_WHAT TO WORK ON_
Print the full listing below exactly, keeping every character as it stands.

_MATERIAL SUPPLIED_
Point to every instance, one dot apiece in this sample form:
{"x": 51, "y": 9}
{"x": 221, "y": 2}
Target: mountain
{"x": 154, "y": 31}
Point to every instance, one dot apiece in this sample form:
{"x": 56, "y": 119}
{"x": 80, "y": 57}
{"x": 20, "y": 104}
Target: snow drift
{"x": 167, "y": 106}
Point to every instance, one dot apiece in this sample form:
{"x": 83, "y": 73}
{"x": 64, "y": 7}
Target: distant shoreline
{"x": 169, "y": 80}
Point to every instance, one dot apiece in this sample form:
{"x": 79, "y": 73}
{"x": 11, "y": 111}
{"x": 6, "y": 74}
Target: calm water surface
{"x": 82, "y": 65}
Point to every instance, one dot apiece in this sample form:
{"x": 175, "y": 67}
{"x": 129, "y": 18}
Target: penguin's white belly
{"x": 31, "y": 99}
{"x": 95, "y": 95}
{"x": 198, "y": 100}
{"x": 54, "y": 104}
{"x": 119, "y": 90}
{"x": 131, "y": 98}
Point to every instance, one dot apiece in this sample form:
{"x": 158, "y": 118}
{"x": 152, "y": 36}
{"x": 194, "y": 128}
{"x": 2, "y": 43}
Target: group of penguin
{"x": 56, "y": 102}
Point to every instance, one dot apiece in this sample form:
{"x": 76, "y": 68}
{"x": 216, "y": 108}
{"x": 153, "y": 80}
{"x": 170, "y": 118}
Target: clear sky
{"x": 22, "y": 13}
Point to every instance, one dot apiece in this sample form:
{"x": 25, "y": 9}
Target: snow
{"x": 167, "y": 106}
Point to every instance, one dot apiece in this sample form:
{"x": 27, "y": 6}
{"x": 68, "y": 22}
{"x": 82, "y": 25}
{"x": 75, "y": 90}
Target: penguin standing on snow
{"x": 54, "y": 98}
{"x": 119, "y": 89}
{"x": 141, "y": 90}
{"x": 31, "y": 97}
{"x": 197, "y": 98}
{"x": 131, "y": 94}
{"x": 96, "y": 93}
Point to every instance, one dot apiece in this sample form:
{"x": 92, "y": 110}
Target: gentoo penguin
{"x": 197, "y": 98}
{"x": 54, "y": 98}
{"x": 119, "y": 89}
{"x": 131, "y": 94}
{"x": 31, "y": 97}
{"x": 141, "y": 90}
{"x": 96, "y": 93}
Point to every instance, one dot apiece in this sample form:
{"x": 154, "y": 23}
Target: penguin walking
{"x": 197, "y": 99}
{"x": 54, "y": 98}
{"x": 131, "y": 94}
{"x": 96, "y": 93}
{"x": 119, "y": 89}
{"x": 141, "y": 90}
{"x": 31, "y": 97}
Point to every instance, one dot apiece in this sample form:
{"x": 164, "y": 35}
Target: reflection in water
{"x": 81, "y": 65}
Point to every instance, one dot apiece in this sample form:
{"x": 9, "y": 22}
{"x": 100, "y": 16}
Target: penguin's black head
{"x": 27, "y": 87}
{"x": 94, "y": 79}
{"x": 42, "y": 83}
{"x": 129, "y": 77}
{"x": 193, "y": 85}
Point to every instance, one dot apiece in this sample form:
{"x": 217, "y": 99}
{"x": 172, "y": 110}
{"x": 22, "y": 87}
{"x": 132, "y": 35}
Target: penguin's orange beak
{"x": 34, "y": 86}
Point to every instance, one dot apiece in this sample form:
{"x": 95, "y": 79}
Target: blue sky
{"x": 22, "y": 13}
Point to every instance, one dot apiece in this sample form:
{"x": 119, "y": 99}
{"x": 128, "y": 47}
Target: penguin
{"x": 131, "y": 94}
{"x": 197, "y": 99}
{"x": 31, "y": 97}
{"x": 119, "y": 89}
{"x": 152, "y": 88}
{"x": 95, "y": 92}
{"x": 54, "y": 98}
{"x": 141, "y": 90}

_WRITTEN SOLUTION_
Point to every instance, one dot apiece in this sample form:
{"x": 51, "y": 9}
{"x": 221, "y": 2}
Target: mountain
{"x": 154, "y": 31}
Point to every instance, one dot apiece in this sample form:
{"x": 56, "y": 119}
{"x": 80, "y": 57}
{"x": 20, "y": 104}
Target: snow drift
{"x": 167, "y": 106}
Point to every instance, one dot apiece in this sample form:
{"x": 83, "y": 73}
{"x": 64, "y": 7}
Target: distant shoreline
{"x": 169, "y": 80}
Point to every instance, one dot apiece in this sample form:
{"x": 79, "y": 73}
{"x": 11, "y": 111}
{"x": 6, "y": 74}
Target: calm water surface
{"x": 82, "y": 65}
Point to every instance, one dot apiece in this sample form:
{"x": 175, "y": 67}
{"x": 129, "y": 18}
Target: penguin's white belly
{"x": 31, "y": 99}
{"x": 95, "y": 95}
{"x": 198, "y": 100}
{"x": 54, "y": 104}
{"x": 119, "y": 90}
{"x": 131, "y": 98}
Point to every instance, one dot apiece in this sample form:
{"x": 158, "y": 118}
{"x": 152, "y": 36}
{"x": 194, "y": 128}
{"x": 2, "y": 43}
Target: group of penguin
{"x": 56, "y": 102}
Point to every instance, one dot apiece in this sample form:
{"x": 76, "y": 68}
{"x": 216, "y": 108}
{"x": 153, "y": 80}
{"x": 170, "y": 118}
Target: clear sky
{"x": 22, "y": 13}
Point to every instance, one dot apiece in this sample form:
{"x": 25, "y": 9}
Target: snow
{"x": 167, "y": 106}
Point to every instance, one dot apiece in this sample form:
{"x": 27, "y": 6}
{"x": 68, "y": 22}
{"x": 82, "y": 25}
{"x": 75, "y": 90}
Target: penguin standing on snow
{"x": 54, "y": 98}
{"x": 119, "y": 89}
{"x": 141, "y": 90}
{"x": 31, "y": 97}
{"x": 197, "y": 98}
{"x": 131, "y": 94}
{"x": 96, "y": 93}
Point to every instance, one dot apiece in this sample form:
{"x": 92, "y": 110}
Target: gentoo penguin
{"x": 197, "y": 98}
{"x": 54, "y": 98}
{"x": 119, "y": 89}
{"x": 131, "y": 94}
{"x": 31, "y": 97}
{"x": 141, "y": 90}
{"x": 96, "y": 93}
Point to every instance, one dot apiece in this sample form:
{"x": 154, "y": 23}
Target: penguin walking
{"x": 197, "y": 99}
{"x": 54, "y": 98}
{"x": 131, "y": 94}
{"x": 96, "y": 93}
{"x": 119, "y": 89}
{"x": 141, "y": 90}
{"x": 31, "y": 97}
Point to every instance, one dot apiece in this sample form:
{"x": 164, "y": 35}
Target: reflection in water
{"x": 81, "y": 65}
Point to every instance, one dot apiece in this sample form:
{"x": 9, "y": 22}
{"x": 100, "y": 16}
Target: penguin's black head
{"x": 27, "y": 87}
{"x": 94, "y": 79}
{"x": 42, "y": 83}
{"x": 129, "y": 77}
{"x": 193, "y": 85}
Point to every instance, one dot apiece in this sample form:
{"x": 217, "y": 99}
{"x": 172, "y": 110}
{"x": 22, "y": 87}
{"x": 132, "y": 35}
Target: penguin's orange beak
{"x": 34, "y": 86}
Point to every instance, one dot apiece in this sample form:
{"x": 95, "y": 79}
Target: blue sky
{"x": 22, "y": 13}
Point to every instance, one dot apiece in this sample form:
{"x": 119, "y": 99}
{"x": 128, "y": 47}
Target: penguin
{"x": 131, "y": 94}
{"x": 197, "y": 99}
{"x": 31, "y": 97}
{"x": 119, "y": 89}
{"x": 152, "y": 88}
{"x": 95, "y": 92}
{"x": 54, "y": 98}
{"x": 141, "y": 90}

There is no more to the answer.